## CHALLENGE
Copy out every row below line for line, changing nothing.

··· DATA SUPPLIED ···

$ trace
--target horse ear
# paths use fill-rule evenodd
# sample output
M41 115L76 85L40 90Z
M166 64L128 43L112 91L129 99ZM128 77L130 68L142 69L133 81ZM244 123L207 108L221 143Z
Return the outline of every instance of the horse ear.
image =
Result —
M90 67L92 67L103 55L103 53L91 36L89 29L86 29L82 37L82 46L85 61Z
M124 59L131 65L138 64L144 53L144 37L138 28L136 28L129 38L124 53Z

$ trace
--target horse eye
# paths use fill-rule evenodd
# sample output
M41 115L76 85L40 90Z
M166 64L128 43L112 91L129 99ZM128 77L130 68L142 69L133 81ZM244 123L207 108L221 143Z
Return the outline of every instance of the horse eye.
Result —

···

## THE RESPONSE
$ trace
--target horse ear
# paths use fill-rule evenodd
# sample output
M41 115L76 85L40 90Z
M166 64L128 43L112 91L129 99ZM128 77L130 68L142 69L133 81ZM244 123L207 108L221 143Z
Return the outline of every instance of the horse ear.
image =
Result —
M90 67L92 67L103 55L103 53L91 36L89 29L86 29L82 37L82 46L85 61Z
M124 59L131 65L138 64L144 53L144 37L138 28L136 28L129 38L124 53Z

$ trace
--target horse eye
# paths use fill-rule evenodd
# sample output
M41 115L76 85L40 90Z
M166 64L128 43L112 91L129 99ZM128 77L130 68L142 69L133 81ZM244 123L207 108L221 143Z
Return the outline of every instance of the horse eye.
Result —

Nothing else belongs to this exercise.